-- Opening Marker --

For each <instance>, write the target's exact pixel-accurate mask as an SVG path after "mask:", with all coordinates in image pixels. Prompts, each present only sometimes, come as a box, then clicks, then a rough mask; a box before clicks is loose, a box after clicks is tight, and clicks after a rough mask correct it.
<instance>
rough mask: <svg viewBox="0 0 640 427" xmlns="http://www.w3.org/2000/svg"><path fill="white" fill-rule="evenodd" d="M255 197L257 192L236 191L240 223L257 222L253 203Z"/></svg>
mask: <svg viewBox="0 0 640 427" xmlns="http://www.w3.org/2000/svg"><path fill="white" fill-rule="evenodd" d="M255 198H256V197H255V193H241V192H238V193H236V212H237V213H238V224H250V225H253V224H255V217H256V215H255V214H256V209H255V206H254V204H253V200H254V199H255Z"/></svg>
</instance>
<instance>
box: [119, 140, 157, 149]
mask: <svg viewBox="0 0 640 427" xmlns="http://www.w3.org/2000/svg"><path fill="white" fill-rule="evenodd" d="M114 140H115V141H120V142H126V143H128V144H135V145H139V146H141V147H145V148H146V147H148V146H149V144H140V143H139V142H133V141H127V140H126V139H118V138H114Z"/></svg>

-- Closing Marker --

■ **Assignment**
Reproduce verbatim every line from the start of the entries through the line containing "rough mask: <svg", including that line.

■ **Solution for this exercise**
For each <instance>, write the target's exact pixel-accurate mask as an SVG path after "mask:", with all coordinates in image pixels. Prompts, each present only sometimes, come as a box, then clicks, then a rough mask; a box before clicks is loose, a box after clicks is tight, and clicks after a rough mask correct it.
<instance>
rough mask: <svg viewBox="0 0 640 427" xmlns="http://www.w3.org/2000/svg"><path fill="white" fill-rule="evenodd" d="M255 197L257 192L236 191L240 223L257 222L253 203Z"/></svg>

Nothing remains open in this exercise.